● **What this task involves**: The result must match the data exactly, line for line.

● **Point-per-instance localization data**:
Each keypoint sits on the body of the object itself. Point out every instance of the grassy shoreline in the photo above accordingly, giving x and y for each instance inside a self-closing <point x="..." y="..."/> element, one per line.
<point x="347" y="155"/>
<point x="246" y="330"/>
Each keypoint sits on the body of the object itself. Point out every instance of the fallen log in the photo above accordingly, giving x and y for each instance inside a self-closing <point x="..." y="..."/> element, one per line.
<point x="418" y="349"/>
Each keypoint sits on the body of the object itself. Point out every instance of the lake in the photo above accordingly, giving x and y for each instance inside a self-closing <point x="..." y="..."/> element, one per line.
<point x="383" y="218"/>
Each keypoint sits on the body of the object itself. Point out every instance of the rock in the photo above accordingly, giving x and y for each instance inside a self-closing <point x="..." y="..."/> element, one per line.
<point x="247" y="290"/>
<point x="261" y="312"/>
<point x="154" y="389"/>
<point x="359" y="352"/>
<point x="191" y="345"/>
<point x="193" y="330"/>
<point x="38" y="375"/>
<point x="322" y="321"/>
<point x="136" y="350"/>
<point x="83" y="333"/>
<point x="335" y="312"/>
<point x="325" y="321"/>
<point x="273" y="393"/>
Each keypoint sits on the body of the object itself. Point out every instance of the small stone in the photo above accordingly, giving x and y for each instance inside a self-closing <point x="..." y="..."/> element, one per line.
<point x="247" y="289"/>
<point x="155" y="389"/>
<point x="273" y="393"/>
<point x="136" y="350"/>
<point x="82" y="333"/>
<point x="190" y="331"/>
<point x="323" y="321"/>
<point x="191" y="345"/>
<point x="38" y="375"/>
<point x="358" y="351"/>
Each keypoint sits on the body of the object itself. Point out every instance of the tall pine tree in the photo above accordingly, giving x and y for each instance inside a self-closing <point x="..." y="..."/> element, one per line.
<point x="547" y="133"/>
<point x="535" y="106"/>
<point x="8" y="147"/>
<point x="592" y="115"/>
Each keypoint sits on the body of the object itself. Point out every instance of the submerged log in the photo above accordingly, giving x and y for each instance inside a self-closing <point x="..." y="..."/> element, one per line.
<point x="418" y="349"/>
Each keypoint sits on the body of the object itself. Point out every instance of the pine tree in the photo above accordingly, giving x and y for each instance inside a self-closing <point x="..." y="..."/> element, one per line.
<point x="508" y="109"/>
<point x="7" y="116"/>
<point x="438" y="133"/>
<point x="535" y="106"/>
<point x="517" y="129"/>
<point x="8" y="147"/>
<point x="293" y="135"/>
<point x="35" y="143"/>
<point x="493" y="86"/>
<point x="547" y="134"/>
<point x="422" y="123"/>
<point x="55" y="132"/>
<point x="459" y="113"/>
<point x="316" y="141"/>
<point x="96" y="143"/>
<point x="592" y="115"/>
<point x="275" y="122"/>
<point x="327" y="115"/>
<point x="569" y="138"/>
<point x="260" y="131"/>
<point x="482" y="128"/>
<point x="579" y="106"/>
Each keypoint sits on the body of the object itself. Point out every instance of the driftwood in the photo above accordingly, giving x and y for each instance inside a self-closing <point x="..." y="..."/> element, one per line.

● **Expected output**:
Each keypoint sits on the body of the object itself. Point out every instance of the grassy shoreline in the photo above accordingly, giving x and y for each instance inside a self-closing <point x="..." y="..."/> element, one per line.
<point x="347" y="155"/>
<point x="246" y="330"/>
Each keypoint sits on the body of the object itself. Point out every instance of the fallen log in the photo above accordingly, giving x and y for each instance inside a self-closing <point x="..." y="..."/> element, one per line.
<point x="418" y="349"/>
Each keypoint sits on the body of the object itself. Point out every instance of the lake in the photo above accordingly, giving x and y for each instance inside a self-closing <point x="..." y="..."/> element, one per line.
<point x="383" y="218"/>
Each keypoint sits on the body of the object itself. Point out every instance of the rock in the photo above accordingly, giving x and y for each instance inside a self-closing <point x="..." y="..."/> element, one per line.
<point x="247" y="290"/>
<point x="261" y="312"/>
<point x="154" y="389"/>
<point x="359" y="352"/>
<point x="191" y="345"/>
<point x="193" y="330"/>
<point x="38" y="375"/>
<point x="322" y="321"/>
<point x="136" y="350"/>
<point x="83" y="333"/>
<point x="335" y="312"/>
<point x="325" y="321"/>
<point x="273" y="393"/>
Each keypoint sits on the body of the object itself. Point out every instance of the small stone in the photo above accordingly, giving x and y for each instance inside a self-closing <point x="..." y="..."/> element, one per line.
<point x="247" y="289"/>
<point x="155" y="389"/>
<point x="273" y="393"/>
<point x="136" y="350"/>
<point x="82" y="333"/>
<point x="190" y="331"/>
<point x="323" y="321"/>
<point x="191" y="345"/>
<point x="38" y="375"/>
<point x="358" y="351"/>
Each keypoint sits on the body of the object itself. Point out every instance of the tall pine tree in the photo above accordingly, giving x and y for each instance inside a self-closing <point x="..." y="..."/> element, one per line.
<point x="547" y="133"/>
<point x="535" y="106"/>
<point x="8" y="147"/>
<point x="592" y="115"/>
Each keypoint sits on the body of the object itself. Point out every instance of the submerged log in the photo above accordingly, giving x and y for each instance inside a self-closing <point x="..." y="..."/> element, one per line.
<point x="418" y="349"/>
Each keypoint sits on the body of the object itself. Point out every instance of the pine tree in the photo above accordingly, giving x and y for each instance inside a self-closing <point x="..." y="..."/> element, one per line.
<point x="508" y="109"/>
<point x="7" y="116"/>
<point x="438" y="133"/>
<point x="535" y="106"/>
<point x="517" y="129"/>
<point x="8" y="147"/>
<point x="293" y="135"/>
<point x="35" y="143"/>
<point x="493" y="86"/>
<point x="547" y="134"/>
<point x="422" y="123"/>
<point x="55" y="132"/>
<point x="459" y="113"/>
<point x="316" y="141"/>
<point x="96" y="143"/>
<point x="592" y="115"/>
<point x="275" y="122"/>
<point x="327" y="115"/>
<point x="569" y="138"/>
<point x="260" y="131"/>
<point x="482" y="128"/>
<point x="579" y="106"/>
Each keypoint sits on the body of the object itself. Point out every instance of the driftwood in the photo above accordingly, giving x and y for each instance inside a self-closing <point x="..." y="..."/> element, one per line.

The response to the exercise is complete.